*Podany fragment*:
§ §

Kiedy moja córeczka miała może 4-5 lat, weszła ze mną w spór o jakieś głupstwo, co ubrać czy jakoś tak. Ja w istocie głupi rodzic, nie mający czasu na przekonywanie, wymusiłem na niej buciki czy płaszczyk i dziecko z płaczem powiedziało do mnie, bo chciało ubrać coś innego: „głupi jesteś tatusiu”. Upłynęło prawie 35 lat i ile razy sobie to przypomnę, chce mi się wyć (z głupoty własnej) i Panu Bogu wdzięczny jestem za tak mądrą i słodką córeczkę.
Dlaczego o tym wspominam?
Wprawdzie nikt mi tego dzisiaj nie powiedział, w każdym razie nie wprost, ale po raz kolejny okazałem się głupcem na swe czasy. Aby jakoś sprawę wyjaśnić, zadam kilka pytań. Ułatwią one państwu być może zrozumienie fenomenu. Być może nawet fenomenu głupoty w ogóle.

§ §

*Przedstawione dane*:
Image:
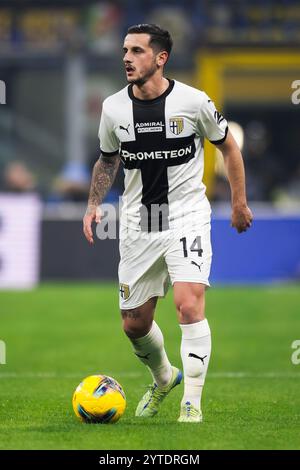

§ §

*Zadanie*: Podejmij tekst o sporze z córeczką i fenomenie głupoty w miejscu, w którym się kończy, i napisz jego dalszy ciąg.

*Odpowiedź*:
-
Czy wolno mi szanować powiedzmy Pana Trumpa a innego pana, niekoniecznie konkurenta, uważać za mniej zdolnego do urzędu? Teoretycznie każdemu obywatelowi wolno szanować kogo chce, a Konstytucję po prostu szanować każdy musi.
Nie wiem czy państwu taka odpowiedź się spodoba, ale uprzedzam, że moje rozumienie świata sięga standardów ubiegłowiecznych, co może mieć te konsekwencje, że przyswajanie bieżących recepcji dystopii jest niewydolne, odrzucane lub mija się z celem jej autorów.
-
Czy wolno mi jeszcze uważać, że cenzurowanie wypowiedzi jest zabiegiem wykonywanym w interesie tych którzy cenzurują? Nie tego mi już nie wolno, czego dowodzi powszechna praktyka stosowana gdzie popadnie Stanów Zjednoczonych Ameryki nie wyłączając. Mało tego; jeżeli nadal będę upierał się przy wolności do wypowiedzi, łatwo narażę się na co najmniej ostracyzm w realu. (Prawnik z Illinois, który wrócił wczoraj z protestu w Waszyngtonie i opisał to w jakimś społecznościowym portalu, został zwolniony z pracy ze skutkiem natychmiastowym)
-
Co jest pierwszą ofiarą wojny? Prawda.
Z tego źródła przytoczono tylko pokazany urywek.